WHAT NEEDS TO BE DONE:
Recast every line of the rows below as a Markdown table with two columns, No and Line. Number the lines in order and leave out any blank ones.

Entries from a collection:
--

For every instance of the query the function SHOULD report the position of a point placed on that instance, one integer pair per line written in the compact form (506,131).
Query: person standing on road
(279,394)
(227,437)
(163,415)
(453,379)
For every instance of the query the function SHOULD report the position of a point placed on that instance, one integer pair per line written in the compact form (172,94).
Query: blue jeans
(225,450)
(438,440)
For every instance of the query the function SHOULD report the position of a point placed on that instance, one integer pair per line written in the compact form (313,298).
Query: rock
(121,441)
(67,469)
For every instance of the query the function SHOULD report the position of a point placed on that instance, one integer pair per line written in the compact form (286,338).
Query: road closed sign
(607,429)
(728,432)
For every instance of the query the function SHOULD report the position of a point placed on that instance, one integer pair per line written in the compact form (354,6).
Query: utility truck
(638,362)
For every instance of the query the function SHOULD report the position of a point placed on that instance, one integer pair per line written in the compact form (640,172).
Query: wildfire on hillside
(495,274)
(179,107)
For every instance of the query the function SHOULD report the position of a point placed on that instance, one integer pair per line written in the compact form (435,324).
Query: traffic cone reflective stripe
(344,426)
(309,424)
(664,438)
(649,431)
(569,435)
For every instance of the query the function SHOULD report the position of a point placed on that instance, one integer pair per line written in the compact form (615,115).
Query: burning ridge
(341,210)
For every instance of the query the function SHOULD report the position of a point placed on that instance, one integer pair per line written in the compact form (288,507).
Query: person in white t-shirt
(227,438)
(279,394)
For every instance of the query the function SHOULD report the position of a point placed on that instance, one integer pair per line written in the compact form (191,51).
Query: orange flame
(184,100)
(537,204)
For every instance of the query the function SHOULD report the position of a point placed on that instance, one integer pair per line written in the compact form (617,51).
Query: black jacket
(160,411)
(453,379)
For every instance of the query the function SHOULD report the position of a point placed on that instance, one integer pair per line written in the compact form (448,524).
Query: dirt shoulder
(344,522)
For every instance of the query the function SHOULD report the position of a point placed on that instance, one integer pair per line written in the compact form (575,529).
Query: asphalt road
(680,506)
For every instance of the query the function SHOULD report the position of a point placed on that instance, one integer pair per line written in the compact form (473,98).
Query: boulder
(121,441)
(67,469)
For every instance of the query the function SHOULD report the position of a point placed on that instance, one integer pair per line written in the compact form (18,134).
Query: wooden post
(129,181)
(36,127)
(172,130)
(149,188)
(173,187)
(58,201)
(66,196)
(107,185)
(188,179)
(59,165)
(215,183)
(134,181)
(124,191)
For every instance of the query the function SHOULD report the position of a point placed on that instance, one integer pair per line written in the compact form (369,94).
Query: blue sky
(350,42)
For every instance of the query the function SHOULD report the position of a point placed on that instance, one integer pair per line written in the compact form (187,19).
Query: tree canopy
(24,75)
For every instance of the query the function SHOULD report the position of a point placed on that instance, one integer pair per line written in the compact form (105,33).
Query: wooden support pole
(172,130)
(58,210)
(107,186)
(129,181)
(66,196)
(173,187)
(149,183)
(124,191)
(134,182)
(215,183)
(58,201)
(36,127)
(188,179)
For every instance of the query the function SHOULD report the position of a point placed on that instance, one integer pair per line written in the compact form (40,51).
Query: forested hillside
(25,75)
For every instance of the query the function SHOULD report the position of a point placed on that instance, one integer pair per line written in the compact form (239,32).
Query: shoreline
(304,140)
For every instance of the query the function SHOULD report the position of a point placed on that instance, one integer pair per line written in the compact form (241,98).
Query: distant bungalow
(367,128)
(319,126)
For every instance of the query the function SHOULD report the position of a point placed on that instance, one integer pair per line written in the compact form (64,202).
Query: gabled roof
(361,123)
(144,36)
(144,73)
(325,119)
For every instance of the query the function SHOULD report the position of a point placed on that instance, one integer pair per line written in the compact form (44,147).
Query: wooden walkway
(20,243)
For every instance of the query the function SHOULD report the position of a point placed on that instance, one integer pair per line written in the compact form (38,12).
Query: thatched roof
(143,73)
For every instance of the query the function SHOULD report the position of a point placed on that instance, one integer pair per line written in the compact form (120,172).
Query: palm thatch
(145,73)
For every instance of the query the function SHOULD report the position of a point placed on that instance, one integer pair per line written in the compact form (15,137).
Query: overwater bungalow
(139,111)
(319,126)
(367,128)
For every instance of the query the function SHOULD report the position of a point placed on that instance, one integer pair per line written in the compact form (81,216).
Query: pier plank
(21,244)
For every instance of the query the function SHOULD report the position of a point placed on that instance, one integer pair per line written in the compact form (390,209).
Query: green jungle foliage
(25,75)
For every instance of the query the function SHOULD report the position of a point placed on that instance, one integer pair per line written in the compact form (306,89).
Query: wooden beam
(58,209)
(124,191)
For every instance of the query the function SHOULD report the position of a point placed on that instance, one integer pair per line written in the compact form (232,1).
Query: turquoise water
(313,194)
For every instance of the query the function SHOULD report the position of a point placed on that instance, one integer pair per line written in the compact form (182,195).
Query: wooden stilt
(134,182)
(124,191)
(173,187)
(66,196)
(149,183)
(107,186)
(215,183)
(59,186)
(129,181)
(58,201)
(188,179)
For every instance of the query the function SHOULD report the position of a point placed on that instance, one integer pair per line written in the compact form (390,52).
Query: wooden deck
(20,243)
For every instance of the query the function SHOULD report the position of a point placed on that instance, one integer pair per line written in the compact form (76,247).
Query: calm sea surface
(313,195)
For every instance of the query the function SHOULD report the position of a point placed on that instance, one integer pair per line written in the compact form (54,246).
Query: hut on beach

--

WRITTEN SOLUTION:
| No | Line |
|---|---|
| 1 | For every instance of the query the function SHOULD report the position of a point placed on that instance, one integer pair per line written in the compact form (506,131). |
| 2 | Query: person standing on road |
| 3 | (279,394) |
| 4 | (227,437) |
| 5 | (163,415) |
| 6 | (453,379) |
| 7 | For every instance of the query the function SHOULD report the position of a point placed on that instance, one integer pair per line written in the compact form (172,94). |
| 8 | Query: blue jeans |
| 9 | (225,450) |
| 10 | (438,440) |
| 11 | For every instance of the query the function SHOULD report the position of a point placed on that instance, one integer pair per line written in the compact form (313,298). |
| 12 | Query: rock |
| 13 | (121,441) |
| 14 | (67,469) |
| 15 | For every instance of the query the function SHOULD report the position of a point placed on that instance, one integer pair per line written in the compact form (286,338). |
| 16 | Query: road closed sign |
| 17 | (607,429) |
| 18 | (728,432) |
| 19 | For every instance of the query the function SHOULD report the position of a point placed on that instance, one integer pair per line written in the compact form (354,6). |
| 20 | Query: utility truck |
| 21 | (638,362) |
| 22 | For every instance of the query the function SHOULD report the position of a point placed on that instance, one integer pair per line written in the compact form (640,172). |
| 23 | Query: wildfire on hillside |
| 24 | (495,274) |
| 25 | (179,107) |
| 26 | For every instance of the query the function SHOULD report the position of a point placed on that instance, one integer pair per line written in the compact form (435,324). |
| 27 | Query: traffic cone reflective stripe |
| 28 | (344,426) |
| 29 | (309,424) |
| 30 | (664,438) |
| 31 | (649,431) |
| 32 | (569,435) |
| 33 | For every instance of the query the function SHOULD report the position of a point placed on that instance, one integer pair per line written in the compact form (615,115). |
| 34 | Query: burning ridge |
| 35 | (341,210) |
| 36 | For every instance of the query the function SHOULD report the position of a point placed on that instance, one integer pair per line written in the compact form (288,507). |
| 37 | Query: person in white t-shirt |
| 38 | (227,438) |
| 39 | (279,394) |
| 40 | For every instance of the query the function SHOULD report the position of a point placed on that instance, one integer pair per line written in the compact form (191,51). |
| 41 | Query: orange flame |
| 42 | (184,100) |
| 43 | (537,204) |
| 44 | For every instance of the query the function SHOULD report the position of a point placed on that instance, one integer pair per line written in the compact form (617,51). |
| 45 | Query: black jacket |
| 46 | (160,411) |
| 47 | (453,379) |
| 48 | For every instance of the query the function SHOULD report the position of a point placed on that instance, one integer pair per line written in the compact form (448,524). |
| 49 | Query: dirt shoulder |
| 50 | (344,522) |
| 51 | For every instance of the query the function SHOULD report the position of a point placed on that instance, one integer pair per line written in the compact form (575,529). |
| 52 | Query: asphalt road |
| 53 | (680,506) |
| 54 | For every instance of the query the function SHOULD report the position of a point placed on that instance, one integer pair per line written in the compact form (473,98). |
| 55 | Query: boulder |
| 56 | (121,441) |
| 57 | (67,469) |
| 58 | For every instance of the query the function SHOULD report the position of a point placed on that instance, one integer pair per line written in the compact form (18,134). |
| 59 | Query: wooden post |
| 60 | (129,181) |
| 61 | (36,127) |
| 62 | (172,130) |
| 63 | (149,188) |
| 64 | (173,187) |
| 65 | (58,201) |
| 66 | (66,196) |
| 67 | (107,185) |
| 68 | (188,179) |
| 69 | (59,165) |
| 70 | (215,183) |
| 71 | (134,181) |
| 72 | (124,191) |
| 73 | For every instance of the query the function SHOULD report the position of a point placed on that instance, one integer pair per line written in the compact form (369,94). |
| 74 | Query: blue sky |
| 75 | (350,42) |
| 76 | For every instance of the query the function SHOULD report the position of a point placed on that instance, one integer pair per line written in the compact form (187,19). |
| 77 | Query: tree canopy |
| 78 | (24,75) |
| 79 | For every instance of the query the function SHOULD report the position of a point placed on that instance, one integer pair per line written in the compact form (105,33). |
| 80 | Query: wooden support pole |
| 81 | (172,130) |
| 82 | (58,210) |
| 83 | (107,186) |
| 84 | (129,181) |
| 85 | (66,196) |
| 86 | (173,187) |
| 87 | (149,183) |
| 88 | (124,191) |
| 89 | (134,182) |
| 90 | (215,183) |
| 91 | (58,201) |
| 92 | (36,127) |
| 93 | (188,179) |
| 94 | For every instance of the query the function SHOULD report the position of a point placed on that instance, one integer pair per line written in the compact form (40,51). |
| 95 | Query: forested hillside |
| 96 | (25,75) |
| 97 | For every instance of the query the function SHOULD report the position of a point placed on that instance, one integer pair per line written in the compact form (239,32). |
| 98 | Query: shoreline |
| 99 | (304,140) |
| 100 | For every instance of the query the function SHOULD report the position of a point placed on that instance, one integer pair per line written in the compact form (241,98). |
| 101 | Query: distant bungalow |
| 102 | (367,128) |
| 103 | (319,126) |
| 104 | For every instance of the query the function SHOULD report the position of a point placed on that instance, one integer pair per line written in the compact form (64,202). |
| 105 | Query: gabled roof |
| 106 | (361,123) |
| 107 | (144,36) |
| 108 | (144,73) |
| 109 | (325,119) |
| 110 | For every instance of the query the function SHOULD report the position of a point placed on that instance, one integer pair per line written in the compact form (44,147). |
| 111 | Query: wooden walkway |
| 112 | (20,243) |
| 113 | For every instance of the query the function SHOULD report the position of a point placed on that instance, one integer pair per line written in the compact form (38,12). |
| 114 | Query: thatched roof |
| 115 | (143,73) |
| 116 | For every instance of the query the function SHOULD report the position of a point placed on that instance, one integer pair per line written in the compact form (120,172). |
| 117 | Query: palm thatch |
| 118 | (145,73) |
| 119 | For every instance of the query the function SHOULD report the position of a point placed on that instance, one integer pair per line written in the compact form (15,137). |
| 120 | Query: overwater bungalow |
| 121 | (139,111) |
| 122 | (319,126) |
| 123 | (367,128) |
| 124 | For every instance of the query the function SHOULD report the position of a point placed on that instance, one integer pair per line written in the compact form (81,216). |
| 125 | Query: pier plank |
| 126 | (21,244) |
| 127 | For every instance of the query the function SHOULD report the position of a point placed on that instance, one integer pair per line written in the compact form (390,209). |
| 128 | Query: green jungle foliage |
| 129 | (25,75) |
| 130 | For every instance of the query the function SHOULD report the position of a point placed on that instance, one integer pair per line written in the compact form (306,89). |
| 131 | Query: wooden beam |
| 132 | (58,209) |
| 133 | (124,191) |
| 134 | For every instance of the query the function SHOULD report the position of a point placed on that instance, one integer pair per line written in the compact form (232,1). |
| 135 | Query: turquoise water |
| 136 | (313,194) |
| 137 | For every instance of the query the function SHOULD report the position of a point placed on that instance, one integer pair per line written in the compact form (182,195). |
| 138 | Query: wooden stilt |
| 139 | (134,182) |
| 140 | (124,191) |
| 141 | (173,187) |
| 142 | (66,196) |
| 143 | (149,183) |
| 144 | (107,186) |
| 145 | (215,183) |
| 146 | (59,186) |
| 147 | (129,181) |
| 148 | (58,201) |
| 149 | (188,179) |
| 150 | For every instance of the query the function SHOULD report the position of a point placed on that instance, one integer pair per line written in the compact form (390,52). |
| 151 | Query: wooden deck |
| 152 | (20,243) |
| 153 | For every instance of the query the function SHOULD report the position of a point placed on that instance, one integer pair per line written in the compact form (76,247). |
| 154 | Query: calm sea surface |
| 155 | (313,195) |
| 156 | For every instance of the query the function SHOULD report the position of a point placed on that instance, one integer pair per line written in the compact form (54,246). |
| 157 | Query: hut on beach |